EXERCISE INSTRUCTIONS: Transcribe the data underneath exactly, keeping every word in place.

--------------------------------

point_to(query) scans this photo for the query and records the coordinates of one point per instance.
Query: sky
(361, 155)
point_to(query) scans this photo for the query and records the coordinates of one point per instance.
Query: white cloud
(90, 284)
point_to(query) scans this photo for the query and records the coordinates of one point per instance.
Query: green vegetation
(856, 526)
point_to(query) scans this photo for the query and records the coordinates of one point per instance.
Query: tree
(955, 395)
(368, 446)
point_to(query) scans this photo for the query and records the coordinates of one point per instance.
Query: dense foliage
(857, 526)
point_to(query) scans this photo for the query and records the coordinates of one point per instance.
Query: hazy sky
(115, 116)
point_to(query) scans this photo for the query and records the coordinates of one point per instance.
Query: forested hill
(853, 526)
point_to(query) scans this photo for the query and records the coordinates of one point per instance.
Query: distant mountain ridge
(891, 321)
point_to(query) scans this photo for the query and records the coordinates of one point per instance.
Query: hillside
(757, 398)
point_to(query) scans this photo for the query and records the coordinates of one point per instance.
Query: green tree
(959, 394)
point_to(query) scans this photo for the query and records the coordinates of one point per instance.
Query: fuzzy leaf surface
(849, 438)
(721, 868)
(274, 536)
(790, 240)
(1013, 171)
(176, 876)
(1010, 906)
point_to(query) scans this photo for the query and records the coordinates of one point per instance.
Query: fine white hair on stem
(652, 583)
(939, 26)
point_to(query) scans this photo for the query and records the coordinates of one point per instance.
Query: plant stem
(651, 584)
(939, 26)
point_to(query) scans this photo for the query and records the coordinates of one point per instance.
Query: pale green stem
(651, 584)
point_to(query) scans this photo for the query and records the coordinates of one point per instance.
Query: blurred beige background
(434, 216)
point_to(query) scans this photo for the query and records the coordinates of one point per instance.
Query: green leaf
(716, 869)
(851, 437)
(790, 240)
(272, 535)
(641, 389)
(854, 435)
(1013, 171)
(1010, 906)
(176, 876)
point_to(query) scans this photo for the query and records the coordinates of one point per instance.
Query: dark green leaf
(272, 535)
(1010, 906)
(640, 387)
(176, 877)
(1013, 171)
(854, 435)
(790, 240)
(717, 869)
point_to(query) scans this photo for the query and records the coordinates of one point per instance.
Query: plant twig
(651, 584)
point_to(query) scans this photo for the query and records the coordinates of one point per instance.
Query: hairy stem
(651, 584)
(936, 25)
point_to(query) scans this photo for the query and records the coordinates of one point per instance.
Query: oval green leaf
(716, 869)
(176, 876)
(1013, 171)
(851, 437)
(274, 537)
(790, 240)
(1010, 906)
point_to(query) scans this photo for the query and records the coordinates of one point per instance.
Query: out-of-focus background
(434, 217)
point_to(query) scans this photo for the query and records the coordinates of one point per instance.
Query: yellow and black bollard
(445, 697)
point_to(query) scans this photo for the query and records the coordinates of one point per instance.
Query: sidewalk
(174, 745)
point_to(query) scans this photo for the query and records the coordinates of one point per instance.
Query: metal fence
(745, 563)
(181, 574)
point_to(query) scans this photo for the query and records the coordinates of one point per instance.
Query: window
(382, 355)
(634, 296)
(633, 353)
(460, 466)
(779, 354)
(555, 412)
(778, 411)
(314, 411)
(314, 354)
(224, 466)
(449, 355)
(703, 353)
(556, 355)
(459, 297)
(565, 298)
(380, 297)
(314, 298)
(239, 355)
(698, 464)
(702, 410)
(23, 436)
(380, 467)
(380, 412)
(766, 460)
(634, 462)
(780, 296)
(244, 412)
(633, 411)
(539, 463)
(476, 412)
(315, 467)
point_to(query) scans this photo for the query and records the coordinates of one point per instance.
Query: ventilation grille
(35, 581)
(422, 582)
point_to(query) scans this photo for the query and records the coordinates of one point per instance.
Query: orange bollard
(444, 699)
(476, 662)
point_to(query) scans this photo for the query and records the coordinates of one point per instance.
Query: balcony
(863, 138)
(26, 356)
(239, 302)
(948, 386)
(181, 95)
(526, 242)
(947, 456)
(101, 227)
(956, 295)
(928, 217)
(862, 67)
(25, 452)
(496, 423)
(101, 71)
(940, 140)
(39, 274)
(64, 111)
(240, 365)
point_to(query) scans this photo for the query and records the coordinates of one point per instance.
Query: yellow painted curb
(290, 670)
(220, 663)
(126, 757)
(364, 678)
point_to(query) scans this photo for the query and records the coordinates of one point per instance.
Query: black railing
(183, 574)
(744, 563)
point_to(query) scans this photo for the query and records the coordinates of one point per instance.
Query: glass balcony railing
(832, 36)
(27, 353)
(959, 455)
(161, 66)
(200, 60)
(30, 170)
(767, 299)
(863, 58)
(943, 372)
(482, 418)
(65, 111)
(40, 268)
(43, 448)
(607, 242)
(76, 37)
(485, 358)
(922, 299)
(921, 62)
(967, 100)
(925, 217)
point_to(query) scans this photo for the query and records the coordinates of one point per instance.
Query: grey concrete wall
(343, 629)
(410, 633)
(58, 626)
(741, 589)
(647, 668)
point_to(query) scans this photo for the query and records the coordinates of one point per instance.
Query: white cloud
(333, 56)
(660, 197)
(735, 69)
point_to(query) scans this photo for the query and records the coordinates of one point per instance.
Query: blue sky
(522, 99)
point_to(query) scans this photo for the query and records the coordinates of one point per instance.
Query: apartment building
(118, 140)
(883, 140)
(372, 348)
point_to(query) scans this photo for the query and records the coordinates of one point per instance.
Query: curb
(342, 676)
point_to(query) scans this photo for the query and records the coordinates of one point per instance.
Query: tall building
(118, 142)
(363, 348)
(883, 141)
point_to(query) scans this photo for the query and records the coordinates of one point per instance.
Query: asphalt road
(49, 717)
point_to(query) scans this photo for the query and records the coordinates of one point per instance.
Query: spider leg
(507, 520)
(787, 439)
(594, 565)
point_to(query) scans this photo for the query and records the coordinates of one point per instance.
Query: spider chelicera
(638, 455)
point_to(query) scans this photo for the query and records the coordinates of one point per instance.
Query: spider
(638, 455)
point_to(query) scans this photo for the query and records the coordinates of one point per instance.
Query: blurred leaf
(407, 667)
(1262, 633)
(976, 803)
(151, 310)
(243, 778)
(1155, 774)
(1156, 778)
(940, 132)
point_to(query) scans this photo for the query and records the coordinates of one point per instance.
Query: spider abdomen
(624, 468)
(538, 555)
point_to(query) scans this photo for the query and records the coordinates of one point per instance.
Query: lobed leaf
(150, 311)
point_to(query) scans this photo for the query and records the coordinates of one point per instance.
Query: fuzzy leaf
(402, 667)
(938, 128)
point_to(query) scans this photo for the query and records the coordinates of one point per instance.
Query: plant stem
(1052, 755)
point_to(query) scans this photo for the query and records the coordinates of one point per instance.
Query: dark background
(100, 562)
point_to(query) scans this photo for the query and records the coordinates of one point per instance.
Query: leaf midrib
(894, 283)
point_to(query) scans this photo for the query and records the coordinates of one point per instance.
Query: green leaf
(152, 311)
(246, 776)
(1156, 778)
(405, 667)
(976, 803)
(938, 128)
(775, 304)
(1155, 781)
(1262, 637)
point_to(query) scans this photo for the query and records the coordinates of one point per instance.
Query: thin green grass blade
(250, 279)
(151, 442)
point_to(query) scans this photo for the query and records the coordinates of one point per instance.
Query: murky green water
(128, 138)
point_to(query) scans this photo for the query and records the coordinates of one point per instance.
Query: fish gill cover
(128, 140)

--------------------------------

RESULT OF THIS TASK:
point_to(query) scans this photo for the query and records the coordinates of one point per instance.
Query: sky
(361, 155)
point_to(query) scans this photo for the query and records the coordinates of one point per instance.
Query: white cloud
(90, 284)
point_to(query) scans this photo for the query and records the coordinates of one point per instance.
Query: green vegetation
(856, 526)
point_to(query) scans this photo for the query and records the coordinates of one point per instance.
Query: tree
(955, 395)
(368, 446)
point_to(query) scans this photo for the query and records the coordinates of one point per instance.
Query: dense foliage
(857, 526)
point_to(query) scans this photo for the query and records the coordinates of one point per instance.
Query: hazy sky
(115, 116)
point_to(query) scans this photo for the query and records the coordinates of one point per instance.
Query: forested hill
(853, 526)
point_to(query) scans this photo for the query and records the coordinates of one point per instance.
Query: distant mountain ridge
(891, 321)
point_to(query) scans this photo for the query and records the coordinates of one point per instance.
Query: hillside
(757, 398)
point_to(query) scans this photo for the query and records the coordinates of one point per instance.
Query: green tree
(959, 394)
point_to(query) scans this photo for the query and records the coordinates of one point per instance.
Query: fuzzy leaf surface
(849, 438)
(721, 868)
(274, 536)
(790, 240)
(1013, 171)
(176, 876)
(1010, 906)
point_to(query) scans this photo for the query and records the coordinates of one point per instance.
Query: fine white hair on stem
(652, 583)
(939, 26)
point_to(query) scans this photo for the query and records the coordinates of one point per instance.
Query: plant stem
(651, 584)
(939, 26)
point_to(query) scans this photo for the query and records the coordinates of one point per instance.
Query: pale green stem
(651, 584)
point_to(query) scans this photo for the query and records the coordinates of one point per instance.
Query: blurred beige background
(434, 216)
point_to(query) scans this photo for the query and records the coordinates of one point per instance.
Query: green leaf
(716, 869)
(851, 437)
(790, 240)
(272, 535)
(641, 389)
(854, 435)
(1013, 171)
(1010, 906)
(176, 876)
point_to(query) scans this photo for the query and records the coordinates of one point per instance.
Query: dark green leaf
(272, 535)
(1010, 906)
(640, 387)
(176, 877)
(1013, 171)
(854, 435)
(790, 240)
(717, 869)
point_to(query) scans this photo for the query and records the coordinates of one point per instance.
Query: plant twig
(651, 584)
point_to(query) scans this photo for the query and records the coordinates of one point per instance.
Query: hairy stem
(651, 584)
(936, 25)
point_to(query) scans this photo for the query and records the coordinates of one point per instance.
Query: oval green leaf
(716, 869)
(176, 876)
(1013, 171)
(851, 437)
(274, 537)
(790, 240)
(1010, 906)
point_to(query) scans this photo for the query and records the coordinates of one point per instance.
Query: out-of-focus background
(434, 217)
point_to(query) scans this photo for the query and records the coordinates of one point per instance.
Query: yellow and black bollard
(445, 697)
point_to(query) scans this photo for the query and records the coordinates of one point per instance.
Query: sidewalk
(174, 745)
point_to(query) scans this photo for the query and records the coordinates of one point per instance.
Query: metal fence
(745, 563)
(181, 574)
point_to(query) scans this photo for the query and records the coordinates of one point per instance.
Query: window
(382, 355)
(634, 296)
(633, 353)
(460, 466)
(779, 354)
(555, 412)
(778, 411)
(314, 411)
(314, 354)
(224, 466)
(449, 355)
(703, 353)
(556, 355)
(459, 297)
(565, 298)
(380, 297)
(314, 298)
(239, 355)
(698, 464)
(702, 410)
(23, 436)
(380, 467)
(380, 412)
(766, 460)
(634, 462)
(780, 296)
(244, 412)
(633, 411)
(539, 463)
(476, 412)
(315, 467)
point_to(query) scans this photo for the query and records the coordinates of one point per instance.
Query: ventilation grille
(35, 581)
(422, 582)
point_to(query) scans this photo for the query and records the coordinates of one point per instance.
Query: orange bollard
(444, 699)
(476, 662)
point_to(query) scans this photo for the query and records the coordinates of one point per instance.
Query: balcony
(863, 138)
(26, 356)
(239, 302)
(948, 386)
(181, 95)
(526, 242)
(947, 456)
(101, 227)
(956, 295)
(928, 217)
(862, 67)
(25, 452)
(496, 423)
(101, 71)
(940, 140)
(39, 274)
(64, 111)
(240, 365)
point_to(query) scans this photo for the query and records the coordinates of one point per instance.
Query: yellow painted curb
(290, 670)
(220, 663)
(126, 757)
(364, 678)
point_to(query) scans this photo for the query and records the coordinates of one point per instance.
Query: black railing
(183, 574)
(744, 563)
point_to(query) scans this photo for the query and records the coordinates of one point per instance.
Query: glass balcony railing
(832, 36)
(27, 353)
(959, 455)
(161, 66)
(200, 60)
(30, 170)
(767, 299)
(863, 58)
(943, 372)
(482, 418)
(65, 111)
(40, 268)
(43, 448)
(607, 242)
(76, 37)
(485, 358)
(922, 299)
(921, 62)
(967, 100)
(925, 217)
point_to(query) scans this photo for the query and records the coordinates of one point per instance.
Query: grey concrete wall
(343, 629)
(410, 633)
(58, 626)
(741, 589)
(647, 668)
point_to(query) scans this photo for the query and records the coordinates of one point per instance.
Query: white cloud
(333, 56)
(660, 197)
(735, 69)
point_to(query) scans this photo for the query and records the coordinates of one point per instance.
Query: blue sky
(522, 99)
point_to(query) scans this photo for the query and records the coordinates of one point per instance.
Query: apartment building
(118, 140)
(883, 140)
(372, 348)
point_to(query) scans this photo for the query and records the coordinates of one point per instance.
Query: curb
(342, 676)
point_to(query) scans this photo for the query and records the coordinates of one point per instance.
Query: tall building
(118, 142)
(363, 348)
(883, 141)
point_to(query) scans this photo for the query and records the coordinates of one point per instance.
Query: asphalt road
(49, 717)
point_to(query) scans this photo for the query and records the coordinates of one point per instance.
Query: spider leg
(507, 520)
(787, 439)
(594, 565)
point_to(query) scans this photo for the query and records the coordinates of one point per instance.
Query: spider chelicera
(638, 455)
point_to(query) scans this photo for the query and records the coordinates of one point per instance.
Query: spider
(638, 455)
point_to(query) scans this photo for the query and records the coordinates of one point per instance.
Query: blurred leaf
(407, 667)
(1262, 633)
(976, 803)
(151, 310)
(243, 778)
(1155, 774)
(1156, 778)
(940, 132)
point_to(query) scans this photo for the query and records the coordinates of one point per instance.
Query: spider abdomen
(624, 468)
(538, 555)
point_to(query) scans this photo for the query and records the coordinates of one point per instance.
Query: lobed leaf
(150, 311)
point_to(query) scans this photo for the query and records the coordinates of one point per instance.
Query: fuzzy leaf
(402, 667)
(938, 128)
point_to(query) scans this photo for the query and records the coordinates of one point per instance.
Query: plant stem
(1052, 755)
point_to(query) scans this photo for the query and records the coordinates of one point per instance.
Query: dark background
(100, 562)
point_to(query) scans this photo for the query and records the coordinates of one point per instance.
Query: leaf midrib
(894, 283)
point_to(query) scans this photo for the query and records the coordinates of one point per instance.
Query: green leaf
(152, 311)
(246, 776)
(1156, 778)
(405, 667)
(976, 803)
(938, 128)
(775, 304)
(1155, 781)
(1262, 637)
point_to(query) scans this photo for the query and records the coordinates of one point per instance.
Query: thin green grass blade
(250, 279)
(151, 442)
point_to(query) scans this photo for the query and records the coordinates of one point per instance.
Query: murky green water
(128, 138)
point_to(query) scans this photo for the query and records the coordinates of one point per instance.
Query: fish gill cover
(128, 140)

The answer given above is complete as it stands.